** Exercise instructions **
Copy the records below word for word, leaving out the pictures.

====== Records provided ======

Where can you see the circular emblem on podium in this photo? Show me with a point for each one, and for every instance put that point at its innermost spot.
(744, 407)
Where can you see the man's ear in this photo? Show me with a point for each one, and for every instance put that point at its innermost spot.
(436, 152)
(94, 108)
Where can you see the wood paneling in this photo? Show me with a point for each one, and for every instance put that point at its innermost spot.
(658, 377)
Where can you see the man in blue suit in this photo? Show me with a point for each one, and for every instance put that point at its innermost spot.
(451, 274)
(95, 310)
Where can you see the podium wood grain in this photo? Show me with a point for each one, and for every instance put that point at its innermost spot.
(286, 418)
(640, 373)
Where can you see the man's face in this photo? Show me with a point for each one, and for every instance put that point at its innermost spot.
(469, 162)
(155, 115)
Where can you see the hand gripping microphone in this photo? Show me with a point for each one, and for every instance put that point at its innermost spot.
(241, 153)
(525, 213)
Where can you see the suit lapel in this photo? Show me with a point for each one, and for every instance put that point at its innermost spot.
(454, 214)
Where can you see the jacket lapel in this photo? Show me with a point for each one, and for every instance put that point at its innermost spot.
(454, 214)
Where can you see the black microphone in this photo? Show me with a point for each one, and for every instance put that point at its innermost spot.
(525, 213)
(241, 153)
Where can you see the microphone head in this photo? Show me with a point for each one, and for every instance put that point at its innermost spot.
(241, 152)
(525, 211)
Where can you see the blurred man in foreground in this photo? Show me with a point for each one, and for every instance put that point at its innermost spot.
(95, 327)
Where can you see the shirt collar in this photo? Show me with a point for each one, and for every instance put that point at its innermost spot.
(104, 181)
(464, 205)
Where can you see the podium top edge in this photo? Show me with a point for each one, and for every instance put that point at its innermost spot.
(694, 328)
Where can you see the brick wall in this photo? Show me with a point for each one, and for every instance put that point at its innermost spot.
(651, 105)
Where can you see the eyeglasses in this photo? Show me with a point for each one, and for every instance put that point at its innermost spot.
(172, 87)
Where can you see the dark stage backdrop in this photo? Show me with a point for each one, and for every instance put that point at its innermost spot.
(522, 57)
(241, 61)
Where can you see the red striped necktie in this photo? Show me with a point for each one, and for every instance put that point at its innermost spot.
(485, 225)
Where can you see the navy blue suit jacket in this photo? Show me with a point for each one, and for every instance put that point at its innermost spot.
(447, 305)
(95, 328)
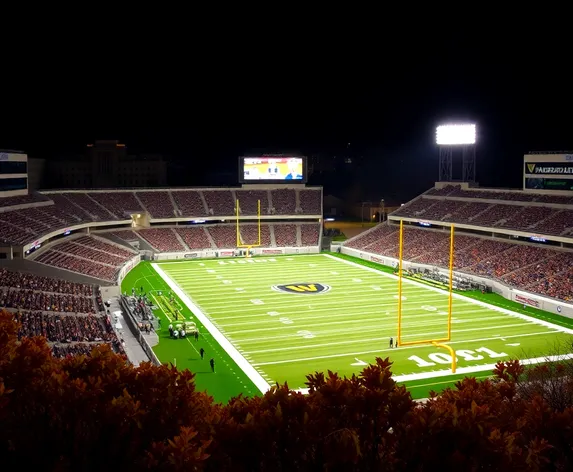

======

** The result **
Where can you see the circular emblem on podium in this photo? Show me with a point for each one, and for every instance put that point at its innermost spot.
(744, 407)
Where can you see the man's ear in this photo? Show me with a point for each one, and for every instance put that point at its innermost spot.
(436, 152)
(94, 108)
Where can you see the wood paneling in this photo? Show me with a point for each one, and for every instance put that point at its innermost spot.
(658, 377)
Where can you see the man in blue suit in this photo? Show me with a point for each one, and for every instance put that point at its innermost spot.
(451, 274)
(95, 310)
Where can you see the podium wood grain in this photo? Show me with a point for each one, and for every instance put that point at its innermost spot.
(286, 418)
(640, 373)
Where can you see the man's face in this photo? Show me with a point for each one, and for every instance put that point at its innermost spot.
(469, 162)
(155, 115)
Where can you see the hand gripping microphone in this photo? Show me with a point for each one, and for every instance put that point at its innermost spot.
(241, 153)
(525, 213)
Where can you see the suit lapel in this photo? Show me with a point for each one, and for every instance put that point at its innermost spot.
(454, 214)
Where can you see the jacket lapel in this photo? Show me with a point for each one, and for every instance put that point at its innermost spot.
(454, 214)
Where can you see the black microphone in this photo? Show me with a point for each one, and for every instance put that point at its innermost spot.
(525, 213)
(241, 153)
Where can you see the microphone head in this photo? Show me with a point for each one, and for every instance put that point at its innermost spot.
(241, 152)
(525, 211)
Where can you see the blurred man in foreground in this photo? Show me with a point for each one, and for every instance put that point at its innermost spot.
(95, 327)
Where can you see the shirt collar in this photo? Show me with a point for each one, and for every instance put that point at its innermost spot.
(104, 181)
(464, 205)
Where can you see the podium top edge in this photo? Show me with a point for each one, and for every instance put that point at its innermost spot.
(694, 328)
Where can you see the brick wall in this photo? Show me with a point for each one, and for every instance put that point at its innermost spot.
(651, 105)
Where can you see the eyeglasses in this photo? Show me with a point for each one, and for every instance put that point at its innermost spot.
(172, 87)
Where can you see the dark stage backdrop in this photo? Show me with a point for each one, and for every instance put that point at its innermost spot.
(522, 57)
(241, 61)
Where can you see the red striped necktie in this photo? Show me with a point for each one, and for every instance put that point at its innermost spot.
(485, 225)
Where can you see the navy blue suit jacket in this photo? Show me with a point for each one, and for every instance put that point at its innermost spot.
(447, 305)
(95, 328)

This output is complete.